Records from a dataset
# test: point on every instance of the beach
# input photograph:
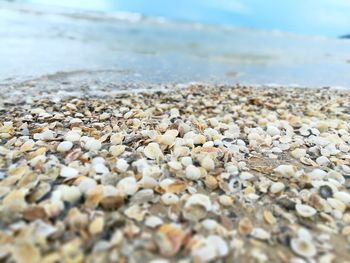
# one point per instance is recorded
(193, 174)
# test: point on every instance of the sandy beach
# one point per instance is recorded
(198, 174)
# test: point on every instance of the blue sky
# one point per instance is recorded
(313, 17)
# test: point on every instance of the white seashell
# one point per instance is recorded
(153, 221)
(170, 199)
(175, 165)
(198, 200)
(277, 187)
(92, 145)
(285, 170)
(193, 172)
(64, 146)
(305, 210)
(153, 151)
(336, 204)
(303, 247)
(342, 196)
(69, 172)
(260, 233)
(127, 186)
(322, 161)
(86, 184)
(72, 136)
(122, 165)
(207, 163)
(186, 161)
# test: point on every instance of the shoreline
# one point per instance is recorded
(202, 173)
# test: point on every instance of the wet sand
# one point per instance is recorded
(196, 174)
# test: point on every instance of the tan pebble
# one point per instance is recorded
(303, 247)
(117, 150)
(96, 226)
(245, 226)
(153, 151)
(305, 210)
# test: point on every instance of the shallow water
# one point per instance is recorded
(52, 43)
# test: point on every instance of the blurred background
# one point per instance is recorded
(314, 17)
(158, 42)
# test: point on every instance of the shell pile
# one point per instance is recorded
(202, 174)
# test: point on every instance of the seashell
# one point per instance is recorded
(169, 239)
(69, 172)
(122, 165)
(285, 170)
(72, 136)
(245, 226)
(92, 145)
(325, 191)
(170, 199)
(226, 200)
(186, 161)
(152, 151)
(298, 153)
(117, 150)
(305, 210)
(175, 165)
(196, 207)
(65, 146)
(277, 187)
(192, 172)
(336, 204)
(303, 247)
(27, 146)
(342, 196)
(86, 184)
(153, 221)
(260, 233)
(135, 212)
(207, 163)
(127, 186)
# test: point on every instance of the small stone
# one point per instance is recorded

Problem requirements
Lines holding the string "seashell" must be copied out of the entries above.

Exercise result
# test: point on every instance of the white seashell
# test: point on every instance of the seashell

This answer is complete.